**RECORDS SUPPLIED**.
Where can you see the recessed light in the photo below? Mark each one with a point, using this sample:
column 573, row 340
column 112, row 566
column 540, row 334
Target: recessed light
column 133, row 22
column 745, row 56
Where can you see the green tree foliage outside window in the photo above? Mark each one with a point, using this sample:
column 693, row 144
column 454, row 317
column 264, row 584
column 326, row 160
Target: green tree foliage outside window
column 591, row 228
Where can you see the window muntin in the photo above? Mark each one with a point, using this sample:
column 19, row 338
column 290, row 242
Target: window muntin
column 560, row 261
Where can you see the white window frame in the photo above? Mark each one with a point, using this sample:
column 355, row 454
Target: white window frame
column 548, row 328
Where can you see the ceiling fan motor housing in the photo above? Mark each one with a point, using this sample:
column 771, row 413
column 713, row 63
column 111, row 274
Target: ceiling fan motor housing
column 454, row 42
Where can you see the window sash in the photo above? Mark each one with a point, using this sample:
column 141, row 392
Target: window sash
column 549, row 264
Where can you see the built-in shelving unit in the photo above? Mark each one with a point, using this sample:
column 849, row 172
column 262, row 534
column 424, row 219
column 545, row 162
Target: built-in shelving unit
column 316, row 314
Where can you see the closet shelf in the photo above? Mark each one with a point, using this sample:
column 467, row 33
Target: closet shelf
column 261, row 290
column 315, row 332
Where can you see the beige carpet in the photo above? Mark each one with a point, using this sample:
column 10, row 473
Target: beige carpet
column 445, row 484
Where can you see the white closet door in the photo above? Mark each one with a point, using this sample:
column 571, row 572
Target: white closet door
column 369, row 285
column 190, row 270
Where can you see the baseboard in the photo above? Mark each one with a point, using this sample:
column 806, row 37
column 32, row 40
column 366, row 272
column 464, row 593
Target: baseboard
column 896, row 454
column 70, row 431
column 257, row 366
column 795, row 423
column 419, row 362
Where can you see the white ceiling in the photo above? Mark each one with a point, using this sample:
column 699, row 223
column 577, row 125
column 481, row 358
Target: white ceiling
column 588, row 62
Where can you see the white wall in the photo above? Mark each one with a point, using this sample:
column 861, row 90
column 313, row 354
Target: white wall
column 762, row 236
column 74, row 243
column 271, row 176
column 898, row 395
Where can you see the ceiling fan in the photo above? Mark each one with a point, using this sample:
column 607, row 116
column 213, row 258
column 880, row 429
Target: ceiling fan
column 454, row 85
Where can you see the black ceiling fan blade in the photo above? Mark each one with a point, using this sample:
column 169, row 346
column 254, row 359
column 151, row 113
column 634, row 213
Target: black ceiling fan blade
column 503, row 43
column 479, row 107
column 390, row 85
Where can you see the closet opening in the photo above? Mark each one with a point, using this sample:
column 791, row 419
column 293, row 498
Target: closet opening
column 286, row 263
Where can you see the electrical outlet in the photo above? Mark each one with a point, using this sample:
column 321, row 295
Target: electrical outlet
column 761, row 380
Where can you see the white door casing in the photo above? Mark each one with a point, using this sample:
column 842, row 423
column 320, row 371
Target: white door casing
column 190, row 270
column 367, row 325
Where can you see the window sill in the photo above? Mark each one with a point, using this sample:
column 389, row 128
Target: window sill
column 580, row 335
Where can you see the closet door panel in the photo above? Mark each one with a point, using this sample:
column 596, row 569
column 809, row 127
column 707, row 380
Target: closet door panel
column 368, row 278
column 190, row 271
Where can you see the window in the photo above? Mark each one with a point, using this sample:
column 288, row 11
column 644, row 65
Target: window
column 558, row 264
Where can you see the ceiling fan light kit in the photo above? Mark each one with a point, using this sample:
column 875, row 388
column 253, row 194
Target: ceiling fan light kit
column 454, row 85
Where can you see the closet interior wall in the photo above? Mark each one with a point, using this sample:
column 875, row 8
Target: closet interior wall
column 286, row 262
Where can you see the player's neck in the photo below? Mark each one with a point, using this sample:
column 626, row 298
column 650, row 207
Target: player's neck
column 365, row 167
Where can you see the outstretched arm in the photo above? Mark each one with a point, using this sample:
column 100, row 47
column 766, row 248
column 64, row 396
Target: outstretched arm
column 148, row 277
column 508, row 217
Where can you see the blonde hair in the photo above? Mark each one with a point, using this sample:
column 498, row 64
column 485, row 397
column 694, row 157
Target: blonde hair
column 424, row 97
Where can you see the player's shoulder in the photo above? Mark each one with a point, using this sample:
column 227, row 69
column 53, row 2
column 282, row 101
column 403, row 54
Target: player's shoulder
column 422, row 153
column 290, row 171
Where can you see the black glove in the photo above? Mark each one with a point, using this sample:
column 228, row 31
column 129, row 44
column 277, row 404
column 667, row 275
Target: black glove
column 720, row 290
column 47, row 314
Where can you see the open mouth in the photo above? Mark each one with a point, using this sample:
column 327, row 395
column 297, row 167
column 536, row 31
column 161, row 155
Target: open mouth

**BRIEF**. The records given above are to be repeated in full, exactly.

**ANSWER TO THE PROBLEM**.
Where can you see the recessed light in the photo below? Mark each one with a point, using this sample:
column 573, row 340
column 112, row 566
column 540, row 334
Target: recessed light
column 133, row 22
column 745, row 56
Where can you see the green tree foliage outside window in the photo above? Mark each one with a point, using this sample:
column 693, row 144
column 454, row 317
column 264, row 584
column 326, row 160
Target: green tree foliage outside window
column 591, row 228
Where can you see the window muntin in the photo above? Mark each one with a point, using this sample:
column 19, row 338
column 290, row 242
Target: window muntin
column 560, row 261
Where can you see the white window frame in the photo above? Mark each one with a point, using this sample:
column 355, row 454
Target: white window frame
column 548, row 328
Where can you see the ceiling fan motor housing in the photo above? Mark each one with a point, using this sample:
column 771, row 413
column 713, row 63
column 111, row 274
Target: ceiling fan motor housing
column 454, row 42
Where can you see the window sash in the photo above? Mark each one with a point, using this sample:
column 141, row 392
Target: window sash
column 549, row 264
Where can you see the built-in shelving unit in the photo above? Mark each one with a point, using this sample:
column 849, row 172
column 262, row 534
column 424, row 219
column 545, row 162
Target: built-in shelving unit
column 316, row 314
Where can you see the closet shelf in the photo above? Mark each one with a point, using this sample:
column 467, row 33
Target: closet shelf
column 261, row 290
column 315, row 332
Where can you see the beige carpet in the photo above? Mark each one with a point, using this sample:
column 10, row 473
Target: beige carpet
column 445, row 484
Where can you see the white closet door in the photo above? Mark each one with a point, using this sample:
column 571, row 572
Target: white closet door
column 369, row 285
column 190, row 270
Where can you see the baseboard in the photo above? Mark each one with a point, using this sample:
column 806, row 37
column 32, row 40
column 366, row 272
column 464, row 593
Target: baseboard
column 896, row 454
column 70, row 431
column 257, row 366
column 795, row 423
column 419, row 362
Where can you see the white ceiling in the photo above? Mark each one with a point, using this sample:
column 699, row 223
column 577, row 125
column 481, row 358
Target: white ceiling
column 588, row 62
Where can you see the white wall in the photo above? Mark each one with a point, using this sample:
column 861, row 90
column 313, row 354
Target: white wall
column 762, row 236
column 74, row 243
column 271, row 176
column 898, row 395
Where can you see the ceiling fan in the photo above? Mark each one with a point, using this sample:
column 607, row 116
column 213, row 258
column 880, row 429
Target: ceiling fan
column 454, row 85
Where can you see the black ceiling fan blade in the photo above? Mark each one with a point, using this sample:
column 169, row 346
column 254, row 359
column 151, row 113
column 634, row 213
Target: black ceiling fan blade
column 503, row 43
column 479, row 107
column 390, row 85
Where can you see the closet opening in the photo above? Mark each one with a point, using this sample:
column 791, row 419
column 293, row 498
Target: closet opening
column 286, row 263
Where can you see the electrical outlet in the photo above? Mark each one with a point, using this sample:
column 321, row 295
Target: electrical outlet
column 761, row 380
Where can you see the white door casing in the photo above? Mark each one with a point, using this sample:
column 842, row 423
column 320, row 371
Target: white door casing
column 190, row 270
column 367, row 325
Where can you see the window sill in the photo above? Mark each one with a point, using this sample:
column 389, row 128
Target: window sill
column 580, row 335
Where can you see the closet door panel in the photo above? Mark each one with a point, using this sample:
column 596, row 569
column 809, row 127
column 707, row 380
Target: closet door panel
column 368, row 278
column 190, row 271
Where can you see the window in the photo above? Mark each one with a point, using this sample:
column 288, row 11
column 644, row 65
Target: window
column 558, row 264
Where can you see the ceiling fan light kit in the photo above? Mark each one with a point, using this sample:
column 875, row 388
column 253, row 194
Target: ceiling fan light kit
column 454, row 85
Where can you see the closet interior wall in the photo above? Mark each one with a point, using this sample:
column 875, row 8
Target: closet interior wall
column 286, row 262
Where can you see the player's neck in the photo below? Mark each one with a point, using this sample:
column 626, row 298
column 650, row 207
Target: player's neck
column 365, row 167
Where can you see the outstretched arm in the photo above? Mark each one with a point, using this sample:
column 100, row 47
column 766, row 248
column 64, row 396
Target: outstretched arm
column 148, row 277
column 508, row 217
Where can you see the blonde hair in the photo above? Mark each one with a point, using this sample:
column 498, row 64
column 485, row 397
column 694, row 157
Target: blonde hair
column 424, row 97
Where can you see the player's shoulder in the photo above? Mark each one with a point, using this sample:
column 227, row 69
column 53, row 2
column 282, row 101
column 403, row 54
Target: player's shoulder
column 422, row 153
column 290, row 171
Where can you see the black glove in the photo above? Mark each one with a point, using this sample:
column 228, row 31
column 129, row 44
column 277, row 404
column 667, row 275
Target: black glove
column 720, row 290
column 47, row 314
Where can you see the open mouth in the photo above? Mark each one with a point, using this sample:
column 327, row 395
column 297, row 167
column 536, row 31
column 161, row 155
Target: open mouth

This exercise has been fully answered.